EXERCISE DATA:
┌──

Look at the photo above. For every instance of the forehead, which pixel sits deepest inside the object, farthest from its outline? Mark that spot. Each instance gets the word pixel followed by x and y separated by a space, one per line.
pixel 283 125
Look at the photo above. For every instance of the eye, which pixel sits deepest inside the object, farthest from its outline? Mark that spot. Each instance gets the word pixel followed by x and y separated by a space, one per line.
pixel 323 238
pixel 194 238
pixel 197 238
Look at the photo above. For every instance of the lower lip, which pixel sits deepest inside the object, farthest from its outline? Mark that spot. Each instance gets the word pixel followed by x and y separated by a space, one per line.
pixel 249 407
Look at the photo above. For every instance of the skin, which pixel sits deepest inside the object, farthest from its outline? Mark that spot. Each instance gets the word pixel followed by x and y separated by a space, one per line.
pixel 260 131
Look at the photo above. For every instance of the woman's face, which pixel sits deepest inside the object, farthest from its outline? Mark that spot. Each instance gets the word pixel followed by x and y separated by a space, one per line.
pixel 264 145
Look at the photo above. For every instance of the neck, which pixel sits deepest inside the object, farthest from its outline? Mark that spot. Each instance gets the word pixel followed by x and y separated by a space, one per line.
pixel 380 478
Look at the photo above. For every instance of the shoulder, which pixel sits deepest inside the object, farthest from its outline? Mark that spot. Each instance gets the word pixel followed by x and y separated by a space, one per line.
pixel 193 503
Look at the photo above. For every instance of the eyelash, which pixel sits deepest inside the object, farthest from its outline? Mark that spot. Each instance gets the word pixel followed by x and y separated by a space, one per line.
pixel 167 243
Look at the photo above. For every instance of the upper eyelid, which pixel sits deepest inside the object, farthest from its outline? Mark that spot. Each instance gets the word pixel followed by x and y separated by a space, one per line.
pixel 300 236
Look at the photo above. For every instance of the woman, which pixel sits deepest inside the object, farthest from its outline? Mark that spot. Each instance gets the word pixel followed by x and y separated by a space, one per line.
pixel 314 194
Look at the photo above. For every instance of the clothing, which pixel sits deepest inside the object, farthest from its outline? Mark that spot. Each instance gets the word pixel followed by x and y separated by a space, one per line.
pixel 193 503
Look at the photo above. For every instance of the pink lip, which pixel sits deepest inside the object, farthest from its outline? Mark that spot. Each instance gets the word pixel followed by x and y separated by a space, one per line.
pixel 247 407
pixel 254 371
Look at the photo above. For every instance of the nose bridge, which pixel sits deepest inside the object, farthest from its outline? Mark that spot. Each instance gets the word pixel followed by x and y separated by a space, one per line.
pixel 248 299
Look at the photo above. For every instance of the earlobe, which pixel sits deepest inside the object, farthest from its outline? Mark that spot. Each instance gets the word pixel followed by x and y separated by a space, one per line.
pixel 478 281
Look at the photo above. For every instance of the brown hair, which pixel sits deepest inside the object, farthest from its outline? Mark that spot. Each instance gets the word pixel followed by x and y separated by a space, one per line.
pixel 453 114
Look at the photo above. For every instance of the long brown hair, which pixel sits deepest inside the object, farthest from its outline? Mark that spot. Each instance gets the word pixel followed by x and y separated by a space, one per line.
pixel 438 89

└──

HOW TO COMPLETE THIS TASK: Please give an exact copy of every entry.

SOLUTION BELOW:
Look at the photo above. For every instance of the forehead, which pixel sits deepest inside the object, farthest from its outline? Mark that spot. Each instance gets the word pixel followed by x and y separated by a space, one per line.
pixel 283 125
Look at the photo above. For every instance of the eye, which pixel sits deepest inside the object, farthest from its outline? Mark that spot. Each instance gets the word pixel followed by x and y separated by a space, one per line.
pixel 323 238
pixel 194 238
pixel 197 238
Look at the photo above. For every instance of the lower lip, which pixel sits deepest inside the object, farthest from its outline? Mark that spot. Each instance gets the word pixel followed by x and y separated by a space, one per line.
pixel 249 407
Look at the photo above. For every instance of the skin, which pixel sits deepest inside the object, farthest from its outline? Mark that spot. Each instance gets the word pixel followed by x and y separated by a space, one per line.
pixel 260 131
Look at the photo above. For every instance of the woman's face, which pixel sits deepest inside the object, farthest from its outline? Mark that spot. Each instance gets the word pixel followed by x and y separated by a space, one per line.
pixel 264 145
Look at the photo above. For every instance of the neck, which pixel sits deepest inside the object, farthest from its outline? Mark that spot. Each instance gets the word pixel followed by x and y separated by a space, one per line.
pixel 380 478
Look at the photo above. For every instance of the shoulder, which pixel sits deepest inside the object, farthest from its outline? Mark that spot. Each instance gets the word pixel followed by x and y separated by a space, one per line.
pixel 193 503
Look at the photo above. For every instance of the eyelash, which pixel sits deepest inside the object, farthest from its outline? Mark that spot. Each instance gets the word pixel followed by x and y separated by a space, one per line.
pixel 167 243
Look at the photo above. For every instance of the upper eyelid, which pixel sits deepest inside the object, farthest from its outline? Mark that spot. Each instance gets the word pixel followed by x and y separated by a space, one per line.
pixel 300 236
Look at the photo above. For every instance of the woman, which pixel sits deepest inside the object, farthest from its outline? Mark that spot. Each instance gets the word pixel followed by x and y separated by a space, one per line.
pixel 314 194
Look at the photo above. For every instance of the clothing, which pixel sits deepest inside the object, farthest from its outline? Mark that spot. Each instance gets the word pixel followed by x and y separated by a space, one per line.
pixel 193 503
Look at the photo above. For every instance of the pink lip, which pixel sits deepest inside the object, farthest from its outline? Mark that spot. Each instance gets the word pixel followed by x and y separated by a space, one per line.
pixel 247 407
pixel 254 371
Look at the photo above. For every instance of the nose bridge, which pixel sits deepest inside the object, farthest from its outline? Mark that spot. Each instance gets the word pixel followed by x and y separated by a space, one per line.
pixel 248 299
Look at the photo above. For every instance of the earlobe, which pixel sits deepest inside the object, farthest from its outline? Mark that spot. Each instance gets the word pixel followed by x and y separated by a space, one per line.
pixel 478 281
Look at the photo above. For every instance of the brown hair, which pixel sits deepest inside the object, farthest from its outline? Mark that spot. Each instance gets the word pixel followed by x and y separated by a space, one per line.
pixel 453 114
Look at the photo above. For every instance of the long brown hair, which pixel sits deepest inside the object, farthest from its outline? Mark that spot. Each instance gets the word pixel followed by x and y separated by a space, one per line.
pixel 438 89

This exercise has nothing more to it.